§ **Lines of data**
-------
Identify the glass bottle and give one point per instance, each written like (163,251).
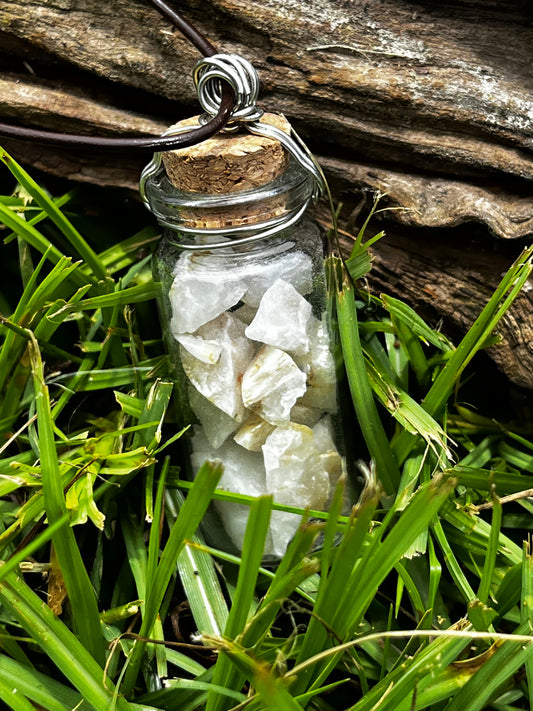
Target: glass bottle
(244,315)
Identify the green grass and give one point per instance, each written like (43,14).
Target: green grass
(421,598)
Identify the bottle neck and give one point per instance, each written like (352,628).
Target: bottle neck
(203,220)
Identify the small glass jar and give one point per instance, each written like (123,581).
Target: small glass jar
(244,314)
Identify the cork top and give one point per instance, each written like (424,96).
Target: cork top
(227,162)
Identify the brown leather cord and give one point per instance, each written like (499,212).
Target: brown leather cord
(144,143)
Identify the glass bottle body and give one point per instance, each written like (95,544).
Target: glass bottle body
(245,321)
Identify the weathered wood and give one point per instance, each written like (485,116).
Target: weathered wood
(449,286)
(440,88)
(429,103)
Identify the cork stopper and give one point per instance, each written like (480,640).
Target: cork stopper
(227,163)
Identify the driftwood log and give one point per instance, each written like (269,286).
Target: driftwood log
(429,103)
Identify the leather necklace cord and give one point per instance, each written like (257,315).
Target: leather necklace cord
(144,143)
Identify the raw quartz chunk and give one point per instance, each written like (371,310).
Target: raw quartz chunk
(282,319)
(216,425)
(296,476)
(318,364)
(220,382)
(296,268)
(271,385)
(206,350)
(253,432)
(329,456)
(207,293)
(244,472)
(209,289)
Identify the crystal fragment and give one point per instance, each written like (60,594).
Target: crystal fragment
(206,291)
(245,313)
(303,415)
(282,319)
(206,350)
(244,473)
(292,463)
(319,366)
(220,382)
(253,432)
(327,451)
(295,475)
(293,267)
(216,424)
(271,384)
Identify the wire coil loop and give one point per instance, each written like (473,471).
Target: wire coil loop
(209,75)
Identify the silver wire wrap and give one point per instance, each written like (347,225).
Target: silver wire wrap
(208,75)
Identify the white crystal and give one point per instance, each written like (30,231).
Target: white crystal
(293,467)
(305,415)
(295,475)
(282,319)
(216,424)
(293,267)
(220,382)
(319,366)
(206,350)
(253,432)
(244,473)
(331,460)
(200,292)
(245,313)
(271,385)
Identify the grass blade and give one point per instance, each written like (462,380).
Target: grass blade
(78,584)
(186,524)
(59,643)
(226,673)
(56,216)
(365,407)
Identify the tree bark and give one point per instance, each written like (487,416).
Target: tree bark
(428,103)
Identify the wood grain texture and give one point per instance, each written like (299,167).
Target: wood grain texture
(431,104)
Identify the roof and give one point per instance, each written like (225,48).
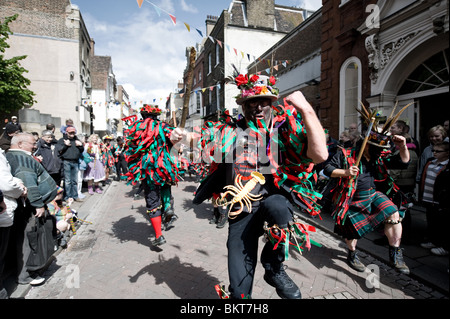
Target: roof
(100,67)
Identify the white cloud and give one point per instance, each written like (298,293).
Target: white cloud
(148,53)
(187,8)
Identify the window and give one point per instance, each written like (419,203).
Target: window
(349,92)
(217,53)
(209,63)
(432,74)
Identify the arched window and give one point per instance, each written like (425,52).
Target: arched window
(432,74)
(349,93)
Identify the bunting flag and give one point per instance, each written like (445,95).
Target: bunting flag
(174,19)
(214,40)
-------
§ **WRITTEN PROBLEM**
Copy the records exactly, starting at the line containing "Identify the roof" and continuing through the end of the records, with that first line included. Omit the pictures from your answer.

§ **THE ANSWER**
Identify the roof and give one point per instance, each written like (225,48).
Target: roof
(100,67)
Identify the white cloud and give one point per instance, each written like (298,293).
Target: white cloud
(148,53)
(187,8)
Identify the window and give one point per instance, each written like (419,203).
Target: window
(349,92)
(217,53)
(209,63)
(432,74)
Identify the arched window and give one point per instance, each written like (425,52).
Target: arched window
(432,74)
(349,93)
Identify the bunting flag and give one point per instance, each written like (445,95).
Target: bunting flag
(174,19)
(214,40)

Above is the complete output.